Task directions
Among the entries below, one stretch runs from the line that contains "Target: tree branch" through the line that contains "Target: cracked bark". Repeat that stretch exactly, ends included, and only that.

Material to process
────

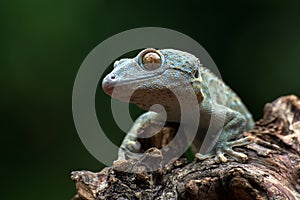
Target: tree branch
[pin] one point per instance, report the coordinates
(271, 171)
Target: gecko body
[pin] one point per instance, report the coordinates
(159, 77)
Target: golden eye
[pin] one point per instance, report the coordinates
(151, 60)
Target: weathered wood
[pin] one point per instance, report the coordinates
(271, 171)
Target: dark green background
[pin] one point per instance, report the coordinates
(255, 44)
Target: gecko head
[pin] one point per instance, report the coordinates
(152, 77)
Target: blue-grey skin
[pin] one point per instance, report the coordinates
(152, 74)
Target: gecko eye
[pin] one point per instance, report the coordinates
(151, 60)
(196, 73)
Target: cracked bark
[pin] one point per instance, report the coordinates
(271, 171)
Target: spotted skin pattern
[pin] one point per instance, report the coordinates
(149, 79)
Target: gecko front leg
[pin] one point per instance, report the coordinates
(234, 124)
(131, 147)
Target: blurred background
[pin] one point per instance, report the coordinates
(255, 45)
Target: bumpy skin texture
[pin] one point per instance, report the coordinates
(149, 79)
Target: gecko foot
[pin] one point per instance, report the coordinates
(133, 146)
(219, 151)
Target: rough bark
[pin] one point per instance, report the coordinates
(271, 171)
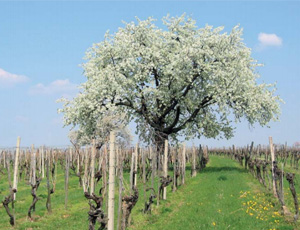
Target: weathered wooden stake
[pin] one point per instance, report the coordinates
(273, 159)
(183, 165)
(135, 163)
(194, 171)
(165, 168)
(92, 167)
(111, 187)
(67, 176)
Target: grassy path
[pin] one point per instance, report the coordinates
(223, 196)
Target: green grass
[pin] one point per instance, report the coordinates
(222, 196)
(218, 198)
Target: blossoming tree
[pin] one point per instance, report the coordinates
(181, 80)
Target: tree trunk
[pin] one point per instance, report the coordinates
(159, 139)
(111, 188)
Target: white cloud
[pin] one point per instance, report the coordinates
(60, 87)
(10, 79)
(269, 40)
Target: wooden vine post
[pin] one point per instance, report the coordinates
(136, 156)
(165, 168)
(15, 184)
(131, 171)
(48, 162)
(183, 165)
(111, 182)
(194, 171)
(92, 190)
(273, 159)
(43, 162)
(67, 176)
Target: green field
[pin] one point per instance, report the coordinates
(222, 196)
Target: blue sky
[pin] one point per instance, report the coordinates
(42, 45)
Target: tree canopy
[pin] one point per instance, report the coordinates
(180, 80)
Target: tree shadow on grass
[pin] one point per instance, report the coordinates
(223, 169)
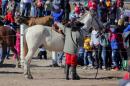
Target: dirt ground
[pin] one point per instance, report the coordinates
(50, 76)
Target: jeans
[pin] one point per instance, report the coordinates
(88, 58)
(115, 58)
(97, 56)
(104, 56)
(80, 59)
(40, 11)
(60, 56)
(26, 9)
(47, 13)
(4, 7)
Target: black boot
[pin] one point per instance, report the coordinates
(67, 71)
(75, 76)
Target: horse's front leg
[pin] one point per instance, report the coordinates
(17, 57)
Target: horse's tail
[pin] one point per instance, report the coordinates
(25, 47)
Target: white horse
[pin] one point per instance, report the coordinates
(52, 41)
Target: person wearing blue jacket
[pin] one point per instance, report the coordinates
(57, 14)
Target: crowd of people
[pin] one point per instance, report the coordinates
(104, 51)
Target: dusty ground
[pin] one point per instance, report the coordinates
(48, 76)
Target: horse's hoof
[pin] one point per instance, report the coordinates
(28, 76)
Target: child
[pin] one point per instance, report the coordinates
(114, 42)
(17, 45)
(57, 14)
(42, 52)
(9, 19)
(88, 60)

────

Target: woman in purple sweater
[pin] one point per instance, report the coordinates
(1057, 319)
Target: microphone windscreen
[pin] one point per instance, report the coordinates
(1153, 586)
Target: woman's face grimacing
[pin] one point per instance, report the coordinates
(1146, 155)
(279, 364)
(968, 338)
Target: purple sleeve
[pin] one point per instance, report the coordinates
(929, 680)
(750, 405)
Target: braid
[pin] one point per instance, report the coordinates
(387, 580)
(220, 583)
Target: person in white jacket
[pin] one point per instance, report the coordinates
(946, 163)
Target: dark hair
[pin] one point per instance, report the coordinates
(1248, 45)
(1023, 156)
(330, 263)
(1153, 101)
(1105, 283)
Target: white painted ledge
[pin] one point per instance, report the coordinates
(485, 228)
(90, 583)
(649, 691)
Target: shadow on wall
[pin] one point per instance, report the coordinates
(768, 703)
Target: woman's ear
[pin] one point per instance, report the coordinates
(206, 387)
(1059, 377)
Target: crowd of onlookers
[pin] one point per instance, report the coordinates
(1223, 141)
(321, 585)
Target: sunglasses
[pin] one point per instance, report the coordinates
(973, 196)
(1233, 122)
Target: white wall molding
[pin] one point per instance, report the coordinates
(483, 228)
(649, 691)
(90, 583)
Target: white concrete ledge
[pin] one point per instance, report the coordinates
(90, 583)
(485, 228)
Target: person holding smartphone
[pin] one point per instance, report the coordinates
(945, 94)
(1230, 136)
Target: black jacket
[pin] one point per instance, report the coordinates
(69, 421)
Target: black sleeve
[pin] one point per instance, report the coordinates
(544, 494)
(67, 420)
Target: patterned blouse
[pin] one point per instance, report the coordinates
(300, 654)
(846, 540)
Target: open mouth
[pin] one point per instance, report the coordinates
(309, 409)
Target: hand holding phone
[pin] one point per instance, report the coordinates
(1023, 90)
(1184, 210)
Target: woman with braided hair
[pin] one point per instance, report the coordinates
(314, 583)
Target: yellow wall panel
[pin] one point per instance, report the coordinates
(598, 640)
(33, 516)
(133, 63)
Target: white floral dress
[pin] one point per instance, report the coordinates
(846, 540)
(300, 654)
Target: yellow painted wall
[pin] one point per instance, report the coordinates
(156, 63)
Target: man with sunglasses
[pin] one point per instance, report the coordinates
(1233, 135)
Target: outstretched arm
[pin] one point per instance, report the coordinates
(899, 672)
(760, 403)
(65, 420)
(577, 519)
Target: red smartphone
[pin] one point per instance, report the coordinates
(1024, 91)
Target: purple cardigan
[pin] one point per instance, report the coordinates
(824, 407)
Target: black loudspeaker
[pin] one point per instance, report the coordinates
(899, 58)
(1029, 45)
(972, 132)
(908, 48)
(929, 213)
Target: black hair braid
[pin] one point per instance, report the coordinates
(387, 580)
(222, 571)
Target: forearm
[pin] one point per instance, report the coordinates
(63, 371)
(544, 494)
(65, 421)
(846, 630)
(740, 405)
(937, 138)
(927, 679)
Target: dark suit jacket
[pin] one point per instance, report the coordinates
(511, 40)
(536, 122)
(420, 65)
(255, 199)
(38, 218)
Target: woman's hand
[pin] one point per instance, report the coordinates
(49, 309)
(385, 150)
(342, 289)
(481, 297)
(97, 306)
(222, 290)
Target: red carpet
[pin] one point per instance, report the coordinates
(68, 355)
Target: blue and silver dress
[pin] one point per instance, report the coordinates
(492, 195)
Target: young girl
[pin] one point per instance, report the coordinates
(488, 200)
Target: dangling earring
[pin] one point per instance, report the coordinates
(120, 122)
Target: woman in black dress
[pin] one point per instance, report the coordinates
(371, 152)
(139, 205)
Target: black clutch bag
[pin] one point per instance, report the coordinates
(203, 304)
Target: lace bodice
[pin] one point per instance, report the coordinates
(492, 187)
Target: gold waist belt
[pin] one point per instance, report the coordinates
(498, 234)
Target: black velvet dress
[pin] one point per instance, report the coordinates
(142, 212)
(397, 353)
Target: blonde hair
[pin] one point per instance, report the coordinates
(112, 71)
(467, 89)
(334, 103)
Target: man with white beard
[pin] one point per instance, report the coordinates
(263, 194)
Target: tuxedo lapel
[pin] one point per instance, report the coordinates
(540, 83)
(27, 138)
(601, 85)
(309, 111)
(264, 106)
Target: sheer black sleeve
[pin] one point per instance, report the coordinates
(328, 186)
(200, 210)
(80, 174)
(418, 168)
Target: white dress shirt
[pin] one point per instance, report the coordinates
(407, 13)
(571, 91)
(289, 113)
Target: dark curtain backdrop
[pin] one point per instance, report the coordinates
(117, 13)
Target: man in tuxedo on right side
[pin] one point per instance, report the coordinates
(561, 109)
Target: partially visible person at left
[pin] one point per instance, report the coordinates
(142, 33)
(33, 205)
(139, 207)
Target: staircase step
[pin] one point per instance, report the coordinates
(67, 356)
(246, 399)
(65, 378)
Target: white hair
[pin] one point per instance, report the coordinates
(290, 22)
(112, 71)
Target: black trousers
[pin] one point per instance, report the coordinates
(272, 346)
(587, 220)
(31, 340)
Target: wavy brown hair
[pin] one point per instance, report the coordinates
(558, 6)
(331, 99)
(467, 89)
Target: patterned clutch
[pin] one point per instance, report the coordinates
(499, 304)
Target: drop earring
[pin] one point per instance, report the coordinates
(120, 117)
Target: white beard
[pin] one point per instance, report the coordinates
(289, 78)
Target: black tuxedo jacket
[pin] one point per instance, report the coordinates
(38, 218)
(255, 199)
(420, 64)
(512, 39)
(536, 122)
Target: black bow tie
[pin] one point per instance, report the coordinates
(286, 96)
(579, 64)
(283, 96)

────

Output of the exercise
Target: tree branch
[pin] one point per instance, report the coordinates
(271, 171)
Target: gecko body
[pin] one point per instance, report the coordinates
(159, 77)
Target: golden eye
[pin] one point per instance, report the coordinates
(151, 60)
Target: weathered wood
[pin] one point per instance, report the coordinates
(271, 171)
Target: dark green background
[pin] one point per instance, report the coordinates
(255, 44)
Target: gecko head
[pin] one point per instance, report the coordinates
(152, 77)
Target: blue-grey skin
[pin] one point per instance, report the coordinates
(152, 74)
Target: gecko eye
[pin] one point per instance, report the coordinates
(151, 60)
(196, 73)
Target: cracked bark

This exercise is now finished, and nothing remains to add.